#### [EXCERPTED PASSAGE]
━━━━━━

As these lawsuits were filed, the court held a number of hearings. At each opportunity, the court expressed its strong preference that the AMCC work with challengers to find a path forward that would allow for the awarding and issuance of licenses. The court concluded that the applicants had established a prima facie case that the commission had violated the Open Meetings Act and stated that it would enter a temporary restraining order preventing the issuance of licenses while the court conducted an evidentiary hearing on the alleged violations of the act.

In October 2023, in an effort to turn things around (and avoid more litigation), the AMCC adopted new regulations and changes to existing regulations:

The new rules created new procedures for:

  • Re-submitting any exhibits that existed on December 30, 2022, but which were adversely affected by the 10-megabyte file size limit on portal submissions;
  • Reducing the amount of material that is redacted in each application and opening the applications for additional public comment;
  • Any applicant who failed a pass/fail item to show cause why they should not have their application rejected;
  • Applicants to present their application to the AMCC and advocate for themselves in person;
  • Disclosing certain scoring and grading information; and
  • Considering, voting on, and awarding licenses in an open meeting, which the public can attend.

Finally, it seemed, we came to an end game as 2023 neared its close. We detailed the complex process – which was the result of a mediated settlement among some, but not all, litigants in the Montgomery County case – here, but the gist was that applicants would each have the opportunity to plead their case in an open hearing of the AMCC, and the AMCC would render its decision shortly thereafter.

Those hearings occurred and the AMCC awarded a third round of licenses. And everyone lived happily ever after, right? Not so fast my friend. Almost immediately, the court enjoined the issuance of dispensary and integrated licenses.

━━━━━━

#### [Text-to-region grounding records]
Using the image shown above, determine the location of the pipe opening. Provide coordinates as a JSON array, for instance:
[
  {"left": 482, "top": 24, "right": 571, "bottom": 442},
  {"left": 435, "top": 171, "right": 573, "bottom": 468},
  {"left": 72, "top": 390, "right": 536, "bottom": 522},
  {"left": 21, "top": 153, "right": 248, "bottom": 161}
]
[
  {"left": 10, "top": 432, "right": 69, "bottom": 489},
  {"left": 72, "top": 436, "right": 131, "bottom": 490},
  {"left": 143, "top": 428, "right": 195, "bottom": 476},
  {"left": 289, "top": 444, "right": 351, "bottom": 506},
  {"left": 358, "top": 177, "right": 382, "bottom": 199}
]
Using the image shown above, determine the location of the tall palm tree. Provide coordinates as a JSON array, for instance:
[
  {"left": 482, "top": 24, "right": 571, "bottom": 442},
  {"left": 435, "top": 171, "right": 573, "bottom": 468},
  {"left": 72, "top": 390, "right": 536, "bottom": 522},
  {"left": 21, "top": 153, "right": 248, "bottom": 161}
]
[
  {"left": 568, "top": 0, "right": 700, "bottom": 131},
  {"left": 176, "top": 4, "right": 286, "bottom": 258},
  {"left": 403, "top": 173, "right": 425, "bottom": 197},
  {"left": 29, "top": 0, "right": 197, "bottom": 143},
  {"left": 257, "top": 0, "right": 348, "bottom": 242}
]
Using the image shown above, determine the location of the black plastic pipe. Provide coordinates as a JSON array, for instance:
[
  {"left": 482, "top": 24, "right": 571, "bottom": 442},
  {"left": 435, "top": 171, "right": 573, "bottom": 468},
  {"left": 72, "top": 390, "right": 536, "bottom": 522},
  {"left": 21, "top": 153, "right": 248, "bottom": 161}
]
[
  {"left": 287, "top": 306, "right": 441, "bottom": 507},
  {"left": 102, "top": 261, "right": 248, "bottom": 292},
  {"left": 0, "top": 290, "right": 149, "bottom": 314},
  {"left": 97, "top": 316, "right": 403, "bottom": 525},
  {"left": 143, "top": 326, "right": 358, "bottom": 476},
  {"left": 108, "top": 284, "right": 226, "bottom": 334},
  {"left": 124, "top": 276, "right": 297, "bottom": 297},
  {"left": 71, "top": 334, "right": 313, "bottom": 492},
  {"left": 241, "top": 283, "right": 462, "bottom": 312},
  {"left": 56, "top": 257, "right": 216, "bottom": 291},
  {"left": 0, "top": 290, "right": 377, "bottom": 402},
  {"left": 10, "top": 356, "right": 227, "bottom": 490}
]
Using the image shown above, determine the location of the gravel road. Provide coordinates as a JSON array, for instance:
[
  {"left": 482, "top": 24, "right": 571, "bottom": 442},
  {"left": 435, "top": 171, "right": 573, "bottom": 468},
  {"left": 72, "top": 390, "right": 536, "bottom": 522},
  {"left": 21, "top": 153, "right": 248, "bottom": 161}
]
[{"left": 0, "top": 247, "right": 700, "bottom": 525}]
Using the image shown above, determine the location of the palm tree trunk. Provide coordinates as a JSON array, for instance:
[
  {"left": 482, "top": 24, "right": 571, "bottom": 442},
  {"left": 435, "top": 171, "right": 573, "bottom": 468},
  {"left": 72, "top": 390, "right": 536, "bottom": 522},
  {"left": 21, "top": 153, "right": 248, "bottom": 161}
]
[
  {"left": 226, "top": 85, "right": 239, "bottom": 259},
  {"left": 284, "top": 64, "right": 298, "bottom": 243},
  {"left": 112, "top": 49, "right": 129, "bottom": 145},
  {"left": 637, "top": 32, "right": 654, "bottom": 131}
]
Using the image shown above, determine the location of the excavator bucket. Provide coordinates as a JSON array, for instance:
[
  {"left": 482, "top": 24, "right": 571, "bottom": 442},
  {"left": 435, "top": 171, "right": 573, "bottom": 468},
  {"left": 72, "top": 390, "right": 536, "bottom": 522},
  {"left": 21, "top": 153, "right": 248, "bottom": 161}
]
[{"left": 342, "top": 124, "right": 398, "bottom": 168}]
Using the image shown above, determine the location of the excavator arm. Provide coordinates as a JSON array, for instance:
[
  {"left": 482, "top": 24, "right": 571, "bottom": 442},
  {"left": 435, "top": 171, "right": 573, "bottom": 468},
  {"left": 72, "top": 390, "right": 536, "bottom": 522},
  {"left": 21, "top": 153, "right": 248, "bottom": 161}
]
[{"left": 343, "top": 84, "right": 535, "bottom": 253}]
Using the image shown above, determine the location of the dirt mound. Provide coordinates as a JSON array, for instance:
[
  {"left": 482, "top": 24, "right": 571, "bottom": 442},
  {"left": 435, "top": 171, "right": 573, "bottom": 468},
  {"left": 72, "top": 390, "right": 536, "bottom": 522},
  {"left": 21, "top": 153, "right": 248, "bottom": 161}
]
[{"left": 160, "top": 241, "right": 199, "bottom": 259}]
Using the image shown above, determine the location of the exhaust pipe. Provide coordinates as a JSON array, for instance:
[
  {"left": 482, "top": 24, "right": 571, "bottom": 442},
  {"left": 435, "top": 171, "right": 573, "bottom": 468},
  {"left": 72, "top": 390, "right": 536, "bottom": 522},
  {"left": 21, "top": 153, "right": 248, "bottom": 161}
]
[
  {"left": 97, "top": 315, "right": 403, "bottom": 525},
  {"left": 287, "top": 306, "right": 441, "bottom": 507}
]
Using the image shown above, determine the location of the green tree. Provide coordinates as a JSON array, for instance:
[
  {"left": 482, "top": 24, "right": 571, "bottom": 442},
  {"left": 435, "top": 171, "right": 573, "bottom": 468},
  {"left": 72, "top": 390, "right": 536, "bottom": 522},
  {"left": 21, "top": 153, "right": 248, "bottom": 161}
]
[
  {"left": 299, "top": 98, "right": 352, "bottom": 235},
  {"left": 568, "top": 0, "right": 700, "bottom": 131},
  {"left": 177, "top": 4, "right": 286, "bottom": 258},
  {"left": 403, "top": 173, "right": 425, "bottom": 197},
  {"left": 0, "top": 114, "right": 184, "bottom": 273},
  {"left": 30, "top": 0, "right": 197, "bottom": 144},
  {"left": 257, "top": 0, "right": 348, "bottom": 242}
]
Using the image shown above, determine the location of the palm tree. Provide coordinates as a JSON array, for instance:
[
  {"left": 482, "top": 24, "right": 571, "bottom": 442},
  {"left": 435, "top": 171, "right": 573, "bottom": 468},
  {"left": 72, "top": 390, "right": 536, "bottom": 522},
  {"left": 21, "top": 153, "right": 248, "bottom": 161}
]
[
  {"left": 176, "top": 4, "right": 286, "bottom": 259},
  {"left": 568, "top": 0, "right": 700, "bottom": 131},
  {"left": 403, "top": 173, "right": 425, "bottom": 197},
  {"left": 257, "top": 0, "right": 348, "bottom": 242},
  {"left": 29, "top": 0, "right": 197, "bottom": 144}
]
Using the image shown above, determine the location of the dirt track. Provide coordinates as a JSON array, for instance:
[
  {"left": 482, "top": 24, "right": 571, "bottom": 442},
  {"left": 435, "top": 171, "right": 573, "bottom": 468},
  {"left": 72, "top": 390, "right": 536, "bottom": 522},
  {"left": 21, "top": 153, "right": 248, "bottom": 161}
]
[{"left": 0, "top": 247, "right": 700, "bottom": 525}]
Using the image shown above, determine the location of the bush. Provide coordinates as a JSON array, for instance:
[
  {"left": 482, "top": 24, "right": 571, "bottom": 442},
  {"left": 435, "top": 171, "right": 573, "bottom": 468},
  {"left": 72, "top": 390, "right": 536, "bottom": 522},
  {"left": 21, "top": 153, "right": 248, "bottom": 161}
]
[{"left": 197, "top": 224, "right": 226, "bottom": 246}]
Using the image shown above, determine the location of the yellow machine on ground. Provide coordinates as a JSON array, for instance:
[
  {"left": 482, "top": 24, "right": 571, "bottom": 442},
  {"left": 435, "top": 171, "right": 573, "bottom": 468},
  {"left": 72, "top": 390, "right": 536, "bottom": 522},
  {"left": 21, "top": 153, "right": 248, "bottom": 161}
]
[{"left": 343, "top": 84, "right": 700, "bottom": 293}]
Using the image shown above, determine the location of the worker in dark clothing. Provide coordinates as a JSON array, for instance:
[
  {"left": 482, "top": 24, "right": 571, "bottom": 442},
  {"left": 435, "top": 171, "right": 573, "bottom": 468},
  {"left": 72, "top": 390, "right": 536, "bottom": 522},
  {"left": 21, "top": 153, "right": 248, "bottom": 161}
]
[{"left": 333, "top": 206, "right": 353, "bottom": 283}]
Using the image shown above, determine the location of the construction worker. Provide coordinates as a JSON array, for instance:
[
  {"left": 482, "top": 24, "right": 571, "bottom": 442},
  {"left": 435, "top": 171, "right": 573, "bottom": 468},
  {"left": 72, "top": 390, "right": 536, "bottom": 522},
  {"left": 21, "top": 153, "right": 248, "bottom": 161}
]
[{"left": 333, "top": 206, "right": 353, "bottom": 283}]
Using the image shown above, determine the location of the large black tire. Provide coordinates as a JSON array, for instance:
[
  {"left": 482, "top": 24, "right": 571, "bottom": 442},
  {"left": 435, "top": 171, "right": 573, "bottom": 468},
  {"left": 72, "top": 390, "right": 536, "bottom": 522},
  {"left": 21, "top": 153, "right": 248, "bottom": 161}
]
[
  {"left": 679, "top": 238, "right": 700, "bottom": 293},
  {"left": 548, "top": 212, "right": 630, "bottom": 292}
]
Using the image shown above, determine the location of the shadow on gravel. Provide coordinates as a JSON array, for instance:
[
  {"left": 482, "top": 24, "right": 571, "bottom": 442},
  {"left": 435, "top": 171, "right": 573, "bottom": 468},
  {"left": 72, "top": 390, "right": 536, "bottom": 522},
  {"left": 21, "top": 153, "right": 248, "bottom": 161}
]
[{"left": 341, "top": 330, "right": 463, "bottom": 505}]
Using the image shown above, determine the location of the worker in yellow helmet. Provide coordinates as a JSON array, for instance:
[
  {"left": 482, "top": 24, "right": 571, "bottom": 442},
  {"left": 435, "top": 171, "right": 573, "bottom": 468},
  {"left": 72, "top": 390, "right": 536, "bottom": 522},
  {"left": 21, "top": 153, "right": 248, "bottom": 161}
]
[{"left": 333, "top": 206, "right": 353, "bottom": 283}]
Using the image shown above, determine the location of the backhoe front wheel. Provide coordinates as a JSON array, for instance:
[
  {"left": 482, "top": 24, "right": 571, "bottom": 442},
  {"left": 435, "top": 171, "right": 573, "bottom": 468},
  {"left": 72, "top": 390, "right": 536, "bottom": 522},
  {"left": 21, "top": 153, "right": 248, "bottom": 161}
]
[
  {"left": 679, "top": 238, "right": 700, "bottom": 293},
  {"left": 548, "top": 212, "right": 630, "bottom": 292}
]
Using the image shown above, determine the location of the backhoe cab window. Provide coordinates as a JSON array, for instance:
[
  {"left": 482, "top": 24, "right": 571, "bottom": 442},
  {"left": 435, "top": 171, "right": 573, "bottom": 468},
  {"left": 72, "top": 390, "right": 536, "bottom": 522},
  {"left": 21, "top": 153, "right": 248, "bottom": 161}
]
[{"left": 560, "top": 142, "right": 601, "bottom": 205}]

━━━━━━

#### [TASK STATEMENT]
Rewrite the passage on the AMCC licensing dispute from the words "Finally, it seemed, we" through "and integrated licenses.", changing "enjoined" to "blocked". The records are not required for this work.

#### [ANSWER TO THE EXERCISE]
Finally, it seemed, we came to an end game as 2023 neared its close. We detailed the complex process – which was the result of a mediated settlement among some, but not all, litigants in the Montgomery County case – here, but the gist was that applicants would each have the opportunity to plead their case in an open hearing of the AMCC, and the AMCC would render its decision shortly thereafter.

Those hearings occurred and the AMCC awarded a third round of licenses. And everyone lived happily ever after, right? Not so fast my friend. Almost immediately, the court blocked the issuance of dispensary and integrated licenses.